### EXERCISE DETAILS
Update all of the lines below by replacing "screenshot" with "image" wherever it occurs, leaving everything else unchanged. Leave the picture out of your answer.
Start RECORDS TO USE
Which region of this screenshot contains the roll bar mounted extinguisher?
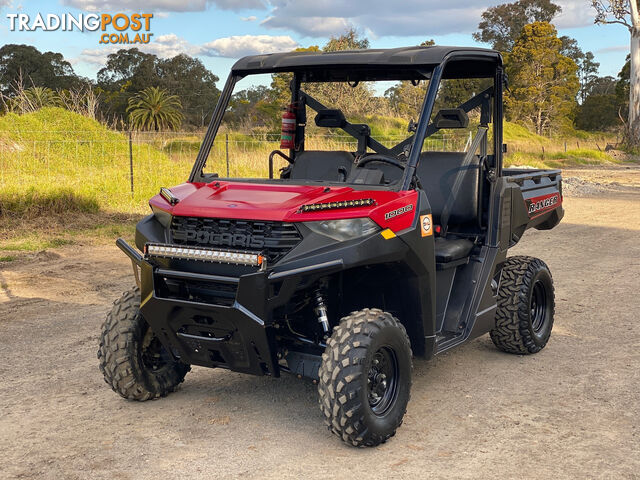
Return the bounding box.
[280,103,297,150]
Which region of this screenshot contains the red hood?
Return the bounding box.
[149,181,417,231]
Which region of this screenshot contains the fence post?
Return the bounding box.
[129,130,133,198]
[224,133,229,178]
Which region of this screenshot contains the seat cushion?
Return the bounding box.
[435,238,473,263]
[416,152,480,225]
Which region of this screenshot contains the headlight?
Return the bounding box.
[151,205,171,228]
[305,218,380,242]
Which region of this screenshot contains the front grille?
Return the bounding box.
[171,217,302,264]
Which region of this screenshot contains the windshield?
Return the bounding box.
[198,67,492,187]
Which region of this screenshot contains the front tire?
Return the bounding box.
[491,256,555,355]
[98,287,191,401]
[318,309,412,447]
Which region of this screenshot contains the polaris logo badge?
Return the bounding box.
[527,193,560,217]
[173,230,265,248]
[384,203,413,220]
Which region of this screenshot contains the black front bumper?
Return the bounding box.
[141,260,280,376]
[117,239,280,376]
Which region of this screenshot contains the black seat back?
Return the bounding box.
[416,152,482,225]
[290,150,354,182]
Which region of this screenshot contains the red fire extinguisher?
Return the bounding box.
[280,104,296,150]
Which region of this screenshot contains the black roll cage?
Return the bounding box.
[189,52,505,190]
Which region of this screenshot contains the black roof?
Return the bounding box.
[232,46,502,81]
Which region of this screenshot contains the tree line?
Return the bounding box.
[0,0,640,143]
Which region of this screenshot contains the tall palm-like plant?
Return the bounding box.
[127,87,184,131]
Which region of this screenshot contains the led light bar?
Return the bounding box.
[298,198,376,213]
[145,244,265,267]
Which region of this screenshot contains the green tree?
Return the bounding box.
[98,48,160,92]
[98,48,220,126]
[0,44,88,96]
[156,54,220,126]
[505,22,580,135]
[560,35,600,102]
[575,93,620,131]
[473,0,562,52]
[127,87,184,131]
[322,28,369,52]
[616,55,631,121]
[591,0,640,146]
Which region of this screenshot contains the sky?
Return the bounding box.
[0,0,629,86]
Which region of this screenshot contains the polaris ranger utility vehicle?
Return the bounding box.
[98,46,563,446]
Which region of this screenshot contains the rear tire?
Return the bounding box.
[98,287,191,401]
[491,256,555,355]
[318,309,412,447]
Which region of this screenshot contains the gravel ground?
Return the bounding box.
[0,171,640,479]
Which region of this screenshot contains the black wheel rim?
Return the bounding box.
[530,280,548,335]
[367,347,398,417]
[140,328,171,372]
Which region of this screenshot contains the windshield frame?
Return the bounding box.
[188,52,504,190]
End RECORDS TO USE
### SOLUTION FOR THIS TASK
Which region of this image contains the roll bar mounted extinguisher?
Return the bounding box.
[280,103,297,150]
Which region of this image contains the red hood?
Return the bounding box.
[149,181,417,231]
Which region of this image contains the fence post?
Return the bounding box.
[129,130,133,198]
[224,133,229,178]
Which region of this image contains the seat cushion?
Return the bounding box.
[435,238,473,263]
[416,152,480,225]
Which region of this image contains the headlight?
Return the bounding box.
[151,205,171,228]
[305,218,380,242]
Which region of this image contains the front grille?
Return the bounding box.
[171,217,302,264]
Which region of this image contains the windshield?
Return the bounding box.
[198,67,492,187]
Which region of this image contains the front tire?
Return the bounding box.
[491,256,555,355]
[98,287,191,401]
[318,309,412,447]
Which region of this image contains the polaris logo badge?
Return the bounding box.
[527,193,560,217]
[173,230,265,248]
[384,203,413,220]
Which region of this image contains the black front bumper?
Return the bounding box.
[141,260,280,376]
[117,239,280,376]
Which region of this image contains the black seat back?
Return the bounding box.
[416,152,482,225]
[290,150,354,182]
Which region of this image contains the red fire extinguisher?
Return the bounding box.
[280,104,296,150]
Which region of this image contains the black roll cage?
Return the bounding box.
[189,52,505,190]
Which region of this image contains the black roof?
Return the bounding box.
[232,46,502,81]
Which region of this image contains the tree line?
Return the bounding box.
[0,0,640,143]
Which region of this image contains the tall palm-like plant?
Return the bounding box.
[127,87,184,131]
Which region of this image contains the led light bar?
Return the bounding box.
[298,198,376,213]
[145,244,265,267]
Which region of this image contains the green tree?
Return the bounding box.
[98,48,160,92]
[98,48,220,126]
[0,44,88,96]
[156,54,220,126]
[505,22,580,135]
[560,35,600,102]
[575,93,620,131]
[473,0,562,52]
[127,87,184,131]
[322,28,369,52]
[616,55,631,121]
[591,0,640,146]
Which region of this image contains the sky?
Return the bounding box.
[0,0,629,86]
Which region of this image contains the polaris ranger utility vehicle?
Return the bounding box.
[98,46,563,446]
Which region of this image contains the rear tire?
Return the bounding box.
[98,287,191,401]
[491,256,555,355]
[318,309,412,447]
Which region of this image contains the gravel ground?
Return the bounding box.
[0,171,640,479]
Which region of this image contains the black wheel rim?
Return the bounding box.
[530,280,548,335]
[367,347,398,417]
[140,328,171,372]
Which region of this image contains the windshield frame?
Return the bounding box.
[188,52,504,190]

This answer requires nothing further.